- [Exercise brief]: Given the records below, set each one down again exactly as it reads.

- [Working data]:
# # #

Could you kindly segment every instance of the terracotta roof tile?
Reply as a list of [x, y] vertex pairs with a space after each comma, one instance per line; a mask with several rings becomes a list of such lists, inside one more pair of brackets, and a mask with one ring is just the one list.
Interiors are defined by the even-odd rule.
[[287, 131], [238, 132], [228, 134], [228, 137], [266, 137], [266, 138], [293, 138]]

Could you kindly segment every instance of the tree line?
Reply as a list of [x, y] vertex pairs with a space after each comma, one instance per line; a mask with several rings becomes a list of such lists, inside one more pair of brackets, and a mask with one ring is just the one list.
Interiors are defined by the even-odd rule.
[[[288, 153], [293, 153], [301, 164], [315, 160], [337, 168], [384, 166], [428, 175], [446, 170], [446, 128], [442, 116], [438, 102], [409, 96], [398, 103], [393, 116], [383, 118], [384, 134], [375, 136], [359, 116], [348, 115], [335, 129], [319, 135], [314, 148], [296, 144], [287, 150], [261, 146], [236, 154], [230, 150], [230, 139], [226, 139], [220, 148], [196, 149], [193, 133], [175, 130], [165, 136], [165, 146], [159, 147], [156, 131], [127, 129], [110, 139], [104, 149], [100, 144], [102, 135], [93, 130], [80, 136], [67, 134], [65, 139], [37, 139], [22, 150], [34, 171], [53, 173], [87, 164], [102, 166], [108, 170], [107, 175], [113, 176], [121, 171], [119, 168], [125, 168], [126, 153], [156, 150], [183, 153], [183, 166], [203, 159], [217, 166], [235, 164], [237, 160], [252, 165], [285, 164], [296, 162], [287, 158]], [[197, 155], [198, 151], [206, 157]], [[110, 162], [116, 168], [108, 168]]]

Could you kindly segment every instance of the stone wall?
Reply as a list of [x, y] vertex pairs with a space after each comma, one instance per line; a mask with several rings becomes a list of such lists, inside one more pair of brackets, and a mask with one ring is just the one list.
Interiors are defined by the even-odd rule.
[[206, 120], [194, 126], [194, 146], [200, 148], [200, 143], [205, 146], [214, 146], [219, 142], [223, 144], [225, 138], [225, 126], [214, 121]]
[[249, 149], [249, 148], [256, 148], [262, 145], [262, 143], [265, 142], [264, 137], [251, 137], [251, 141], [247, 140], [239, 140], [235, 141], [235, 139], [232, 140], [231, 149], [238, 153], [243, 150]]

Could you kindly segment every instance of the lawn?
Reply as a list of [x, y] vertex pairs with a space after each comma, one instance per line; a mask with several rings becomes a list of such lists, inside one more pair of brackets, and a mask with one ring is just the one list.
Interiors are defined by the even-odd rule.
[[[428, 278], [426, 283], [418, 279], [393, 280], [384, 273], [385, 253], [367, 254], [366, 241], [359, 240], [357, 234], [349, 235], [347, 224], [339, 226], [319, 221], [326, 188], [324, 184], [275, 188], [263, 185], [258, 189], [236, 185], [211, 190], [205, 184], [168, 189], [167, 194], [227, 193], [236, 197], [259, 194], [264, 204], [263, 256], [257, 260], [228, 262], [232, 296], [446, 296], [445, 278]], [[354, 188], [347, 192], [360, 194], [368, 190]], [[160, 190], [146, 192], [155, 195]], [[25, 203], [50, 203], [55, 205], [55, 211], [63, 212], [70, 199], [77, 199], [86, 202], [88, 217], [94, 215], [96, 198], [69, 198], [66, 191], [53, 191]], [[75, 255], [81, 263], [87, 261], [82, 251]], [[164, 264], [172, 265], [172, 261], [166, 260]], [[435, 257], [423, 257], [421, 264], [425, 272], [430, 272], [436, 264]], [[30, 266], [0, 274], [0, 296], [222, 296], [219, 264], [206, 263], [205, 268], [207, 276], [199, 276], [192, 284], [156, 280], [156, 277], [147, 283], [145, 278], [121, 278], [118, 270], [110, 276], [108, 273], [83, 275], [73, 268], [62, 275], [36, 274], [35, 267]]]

# # #

- [Solved exercise]:
Could you kindly segment every instance of the terracotta roof tile?
Reply as a list of [x, y] vertex pairs with a space after each comma, one instance per line; a mask with several rings becomes a list of such lists, inside one more pair of brackets, and a mask with one ring is just the one list.
Interiors are defined by the even-odd rule.
[[287, 131], [238, 132], [228, 134], [228, 137], [266, 137], [266, 138], [293, 138]]

Could you kindly segment every instance of the tree line?
Reply as a list of [x, y] vertex pairs with a space after each comma, one instance per line; a mask with several rings becomes a list of such lists, inside one more pair of brackets, and a mask with one ring is just the one list.
Interiors are defined by the even-odd rule.
[[[288, 153], [293, 153], [301, 164], [315, 160], [337, 168], [384, 166], [428, 175], [446, 170], [446, 128], [442, 116], [438, 102], [409, 96], [398, 103], [393, 116], [383, 118], [384, 134], [375, 136], [359, 116], [348, 115], [335, 129], [319, 135], [314, 148], [296, 144], [287, 150], [261, 146], [236, 154], [230, 150], [230, 139], [226, 139], [220, 148], [196, 149], [193, 133], [175, 130], [165, 136], [165, 146], [159, 147], [156, 131], [127, 129], [110, 139], [104, 149], [100, 144], [102, 135], [93, 130], [80, 136], [67, 134], [65, 139], [37, 139], [22, 150], [34, 171], [53, 173], [87, 164], [102, 166], [108, 170], [107, 175], [113, 176], [121, 171], [119, 168], [125, 168], [126, 153], [156, 150], [183, 153], [183, 166], [203, 159], [217, 166], [235, 164], [237, 160], [252, 165], [285, 164], [296, 162], [287, 158]], [[197, 155], [198, 151], [206, 157]], [[110, 162], [116, 168], [108, 168]]]

Could you kindly segment every instance of the stone wall?
Reply as a list of [x, y] vertex pairs with a space after each comma, one instance per line; a mask with several rings becomes a list of such lists, inside one more pair of brackets, and a mask with one ring is just the one list.
Interiors are defined by the even-odd rule.
[[206, 120], [194, 126], [194, 146], [200, 148], [200, 143], [205, 146], [214, 146], [219, 142], [223, 144], [225, 138], [225, 126], [214, 121]]
[[249, 149], [249, 148], [256, 148], [262, 145], [262, 143], [265, 142], [264, 137], [251, 137], [251, 141], [247, 140], [239, 140], [235, 141], [235, 139], [232, 140], [231, 149], [238, 153], [243, 150]]

Could you kindly segment every instance of the lawn?
Reply as a list of [x, y] vertex pairs with a space after each comma, one instance per line; a mask with several rings becomes a list of such lists, inside one more pair of brackets, and a mask with one ring is just the one list.
Interiors are defined by the even-odd rule.
[[[428, 278], [426, 283], [418, 279], [393, 280], [384, 273], [385, 253], [367, 254], [366, 241], [359, 240], [357, 234], [349, 235], [347, 224], [339, 226], [319, 221], [326, 188], [324, 184], [275, 188], [263, 185], [258, 189], [236, 185], [211, 190], [205, 184], [168, 189], [167, 194], [227, 193], [236, 197], [259, 194], [264, 204], [263, 256], [257, 260], [228, 262], [232, 296], [446, 296], [445, 278]], [[354, 188], [347, 192], [360, 194], [368, 190]], [[160, 190], [146, 192], [155, 195]], [[25, 203], [50, 203], [55, 205], [55, 211], [63, 212], [70, 199], [77, 199], [86, 202], [88, 217], [94, 215], [96, 198], [69, 198], [66, 191], [53, 191]], [[75, 255], [81, 263], [87, 261], [82, 251]], [[164, 264], [172, 265], [172, 261], [166, 260]], [[435, 257], [423, 257], [421, 264], [425, 272], [430, 272], [436, 264]], [[30, 266], [0, 274], [0, 296], [222, 296], [219, 264], [206, 263], [205, 268], [207, 276], [199, 276], [192, 284], [156, 280], [156, 277], [147, 283], [145, 278], [121, 278], [118, 270], [110, 276], [108, 273], [83, 275], [73, 268], [62, 275], [36, 274], [35, 267]]]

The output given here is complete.